**Problem to solve:**
The required output is the line that contains "Tag the white baseboard" plus every line after it in the listing below, copied exactly as it appears.

[Start of Data for this task]

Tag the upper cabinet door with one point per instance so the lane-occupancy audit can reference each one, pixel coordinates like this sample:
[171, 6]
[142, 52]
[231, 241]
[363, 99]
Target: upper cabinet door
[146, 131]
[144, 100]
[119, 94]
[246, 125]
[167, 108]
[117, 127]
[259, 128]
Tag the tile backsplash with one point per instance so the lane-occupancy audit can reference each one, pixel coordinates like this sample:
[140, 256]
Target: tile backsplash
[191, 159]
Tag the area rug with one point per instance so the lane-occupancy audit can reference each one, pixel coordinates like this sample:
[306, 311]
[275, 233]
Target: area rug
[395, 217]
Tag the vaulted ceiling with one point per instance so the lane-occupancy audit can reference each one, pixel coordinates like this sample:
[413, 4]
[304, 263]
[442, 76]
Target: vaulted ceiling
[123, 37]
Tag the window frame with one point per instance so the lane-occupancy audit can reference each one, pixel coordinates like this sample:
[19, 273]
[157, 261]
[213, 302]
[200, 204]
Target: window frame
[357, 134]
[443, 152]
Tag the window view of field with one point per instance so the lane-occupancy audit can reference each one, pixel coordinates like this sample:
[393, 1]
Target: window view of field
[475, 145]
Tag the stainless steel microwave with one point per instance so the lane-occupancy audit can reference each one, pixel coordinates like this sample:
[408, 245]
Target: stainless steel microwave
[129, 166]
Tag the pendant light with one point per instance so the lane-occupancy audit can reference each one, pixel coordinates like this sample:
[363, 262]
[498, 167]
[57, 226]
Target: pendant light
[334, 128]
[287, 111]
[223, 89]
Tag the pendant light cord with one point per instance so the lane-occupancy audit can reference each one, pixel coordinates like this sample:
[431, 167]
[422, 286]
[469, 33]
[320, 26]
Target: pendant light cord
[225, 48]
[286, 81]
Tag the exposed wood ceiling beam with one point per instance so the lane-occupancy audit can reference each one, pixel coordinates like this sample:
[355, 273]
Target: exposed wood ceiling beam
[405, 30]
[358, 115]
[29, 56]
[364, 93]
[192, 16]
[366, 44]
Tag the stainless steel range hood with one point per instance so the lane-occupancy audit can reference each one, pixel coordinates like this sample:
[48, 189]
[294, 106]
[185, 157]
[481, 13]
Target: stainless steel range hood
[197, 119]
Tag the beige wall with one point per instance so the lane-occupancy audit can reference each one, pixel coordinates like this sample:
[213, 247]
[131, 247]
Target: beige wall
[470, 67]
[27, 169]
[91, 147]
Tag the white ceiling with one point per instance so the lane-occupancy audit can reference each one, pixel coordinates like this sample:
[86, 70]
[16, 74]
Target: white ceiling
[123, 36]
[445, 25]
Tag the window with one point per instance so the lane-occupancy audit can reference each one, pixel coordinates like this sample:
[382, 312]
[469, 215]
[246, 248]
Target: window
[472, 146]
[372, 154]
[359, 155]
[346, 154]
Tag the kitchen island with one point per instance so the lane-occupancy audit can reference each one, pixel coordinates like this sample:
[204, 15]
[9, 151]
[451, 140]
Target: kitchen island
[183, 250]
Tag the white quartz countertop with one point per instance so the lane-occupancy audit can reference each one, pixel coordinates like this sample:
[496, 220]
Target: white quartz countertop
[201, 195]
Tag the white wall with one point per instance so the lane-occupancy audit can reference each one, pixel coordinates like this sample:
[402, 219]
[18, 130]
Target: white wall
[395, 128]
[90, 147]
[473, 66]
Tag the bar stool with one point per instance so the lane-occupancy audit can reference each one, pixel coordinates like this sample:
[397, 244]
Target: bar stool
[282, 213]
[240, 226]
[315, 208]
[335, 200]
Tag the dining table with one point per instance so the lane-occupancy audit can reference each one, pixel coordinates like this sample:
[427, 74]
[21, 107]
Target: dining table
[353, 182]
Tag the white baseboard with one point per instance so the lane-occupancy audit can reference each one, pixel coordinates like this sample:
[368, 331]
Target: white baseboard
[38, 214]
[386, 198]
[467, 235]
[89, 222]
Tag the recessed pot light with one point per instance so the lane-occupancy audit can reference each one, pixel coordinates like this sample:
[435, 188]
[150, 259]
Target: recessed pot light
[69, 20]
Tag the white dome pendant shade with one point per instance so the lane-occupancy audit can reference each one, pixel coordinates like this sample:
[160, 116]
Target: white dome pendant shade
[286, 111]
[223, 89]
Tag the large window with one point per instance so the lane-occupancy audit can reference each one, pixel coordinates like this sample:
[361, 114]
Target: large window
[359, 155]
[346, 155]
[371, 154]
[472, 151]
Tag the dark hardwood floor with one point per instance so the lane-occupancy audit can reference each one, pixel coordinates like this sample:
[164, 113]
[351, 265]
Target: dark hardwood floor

[End of Data for this task]

**Answer to this task:**
Tag the white baseboard with one point per instance so the lane-occupancy audit can reference each one, pixel coordinates like this sample:
[368, 331]
Target: white baseboard
[38, 214]
[386, 198]
[467, 235]
[89, 222]
Tag the recessed pot light with one point per instance so the lane-occupancy audit can reference each one, pixel coordinates like this sample:
[435, 188]
[150, 259]
Target: recessed pot light
[69, 20]
Tag the white dome pendant shade with one point per instance so the lane-occupancy audit can reference each one, pixel coordinates like this sample:
[160, 116]
Target: white dome pendant shade
[286, 111]
[223, 89]
Tag the large window with one point per instance so the lane-occupancy audit can reference each one, pixel coordinates like this sample:
[361, 114]
Target: large window
[359, 155]
[346, 155]
[371, 154]
[472, 151]
Tag the dark hardwood floor with one point per instance so the lane-occupancy audit can reference each one, pixel coordinates like this sample:
[164, 113]
[351, 265]
Target: dark hardwood floor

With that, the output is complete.